**Provided entries**

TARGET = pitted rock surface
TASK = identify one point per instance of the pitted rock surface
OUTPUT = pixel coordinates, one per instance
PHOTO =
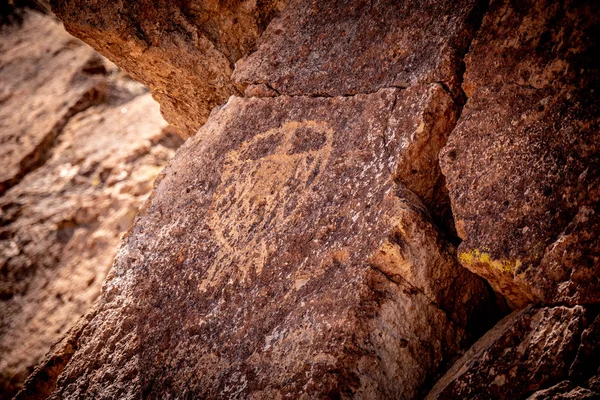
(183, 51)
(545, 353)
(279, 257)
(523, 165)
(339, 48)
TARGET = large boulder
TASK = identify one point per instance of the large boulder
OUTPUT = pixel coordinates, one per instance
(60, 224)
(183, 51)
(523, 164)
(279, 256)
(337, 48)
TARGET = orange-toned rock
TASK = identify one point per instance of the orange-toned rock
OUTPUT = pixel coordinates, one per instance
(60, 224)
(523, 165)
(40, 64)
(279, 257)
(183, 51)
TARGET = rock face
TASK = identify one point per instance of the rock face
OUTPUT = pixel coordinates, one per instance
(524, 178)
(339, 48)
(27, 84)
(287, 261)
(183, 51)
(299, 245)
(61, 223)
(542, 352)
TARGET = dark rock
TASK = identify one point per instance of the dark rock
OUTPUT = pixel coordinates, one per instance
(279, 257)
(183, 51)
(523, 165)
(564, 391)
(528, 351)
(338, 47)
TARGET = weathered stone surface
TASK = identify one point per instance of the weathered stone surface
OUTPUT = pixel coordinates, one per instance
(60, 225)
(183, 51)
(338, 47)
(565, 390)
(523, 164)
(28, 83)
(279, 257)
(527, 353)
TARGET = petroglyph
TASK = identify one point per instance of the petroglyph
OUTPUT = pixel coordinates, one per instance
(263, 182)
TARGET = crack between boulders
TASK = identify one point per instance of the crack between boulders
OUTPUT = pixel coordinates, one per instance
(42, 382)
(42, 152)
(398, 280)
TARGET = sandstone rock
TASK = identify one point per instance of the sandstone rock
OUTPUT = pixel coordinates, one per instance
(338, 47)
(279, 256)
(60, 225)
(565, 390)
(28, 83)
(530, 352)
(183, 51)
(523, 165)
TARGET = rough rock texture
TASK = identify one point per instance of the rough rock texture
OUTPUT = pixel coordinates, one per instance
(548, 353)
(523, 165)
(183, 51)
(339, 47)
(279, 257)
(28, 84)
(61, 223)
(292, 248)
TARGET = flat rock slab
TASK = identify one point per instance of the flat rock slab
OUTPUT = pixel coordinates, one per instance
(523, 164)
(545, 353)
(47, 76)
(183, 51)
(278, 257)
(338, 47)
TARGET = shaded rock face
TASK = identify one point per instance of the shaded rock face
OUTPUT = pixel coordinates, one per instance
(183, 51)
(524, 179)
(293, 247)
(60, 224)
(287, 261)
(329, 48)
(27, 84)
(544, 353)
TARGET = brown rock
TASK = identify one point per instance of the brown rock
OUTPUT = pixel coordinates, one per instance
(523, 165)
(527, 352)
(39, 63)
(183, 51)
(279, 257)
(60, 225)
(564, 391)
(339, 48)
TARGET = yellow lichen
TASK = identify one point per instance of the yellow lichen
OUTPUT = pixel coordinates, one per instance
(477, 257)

==

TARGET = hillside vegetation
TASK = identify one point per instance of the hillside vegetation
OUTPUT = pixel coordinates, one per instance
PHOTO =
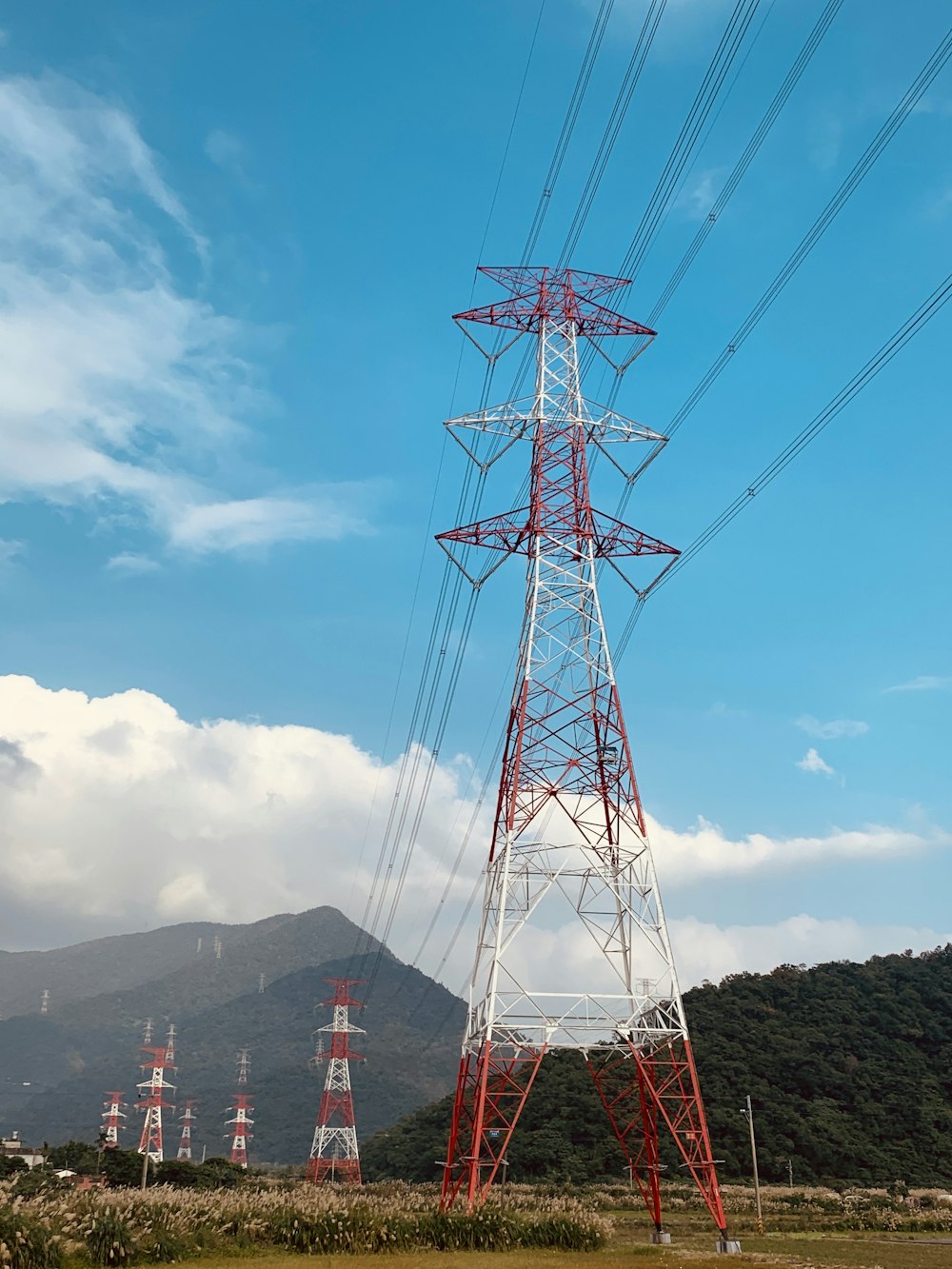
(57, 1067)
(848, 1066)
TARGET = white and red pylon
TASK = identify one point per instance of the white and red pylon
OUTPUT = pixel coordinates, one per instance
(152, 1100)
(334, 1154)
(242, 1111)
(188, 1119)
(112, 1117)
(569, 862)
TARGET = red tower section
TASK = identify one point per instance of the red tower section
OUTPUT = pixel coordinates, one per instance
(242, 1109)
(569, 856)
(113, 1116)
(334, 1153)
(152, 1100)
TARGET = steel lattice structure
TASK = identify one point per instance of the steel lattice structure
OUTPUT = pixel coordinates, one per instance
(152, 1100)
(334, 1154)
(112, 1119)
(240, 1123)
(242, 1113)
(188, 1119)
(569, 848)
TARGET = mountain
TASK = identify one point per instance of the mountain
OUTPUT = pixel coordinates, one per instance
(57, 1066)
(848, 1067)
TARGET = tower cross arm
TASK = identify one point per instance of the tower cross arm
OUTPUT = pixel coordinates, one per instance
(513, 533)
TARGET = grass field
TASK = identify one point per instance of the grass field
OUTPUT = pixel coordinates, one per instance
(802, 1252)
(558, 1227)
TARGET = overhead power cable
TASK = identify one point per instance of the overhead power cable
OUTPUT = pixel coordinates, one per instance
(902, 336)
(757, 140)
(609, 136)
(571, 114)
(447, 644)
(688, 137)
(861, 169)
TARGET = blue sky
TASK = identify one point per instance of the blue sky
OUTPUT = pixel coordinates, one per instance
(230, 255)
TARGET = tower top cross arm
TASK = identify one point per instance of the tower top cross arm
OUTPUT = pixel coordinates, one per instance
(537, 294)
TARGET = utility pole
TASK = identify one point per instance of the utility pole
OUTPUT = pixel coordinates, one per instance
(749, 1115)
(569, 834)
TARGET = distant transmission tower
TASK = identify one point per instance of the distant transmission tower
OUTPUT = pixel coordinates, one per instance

**Task details**
Find every line in the records that contains the word "mountain" and copy each of those lines.

**Solution to this task**
TARGET = mountain
TASK = identify one point per instance of the mountain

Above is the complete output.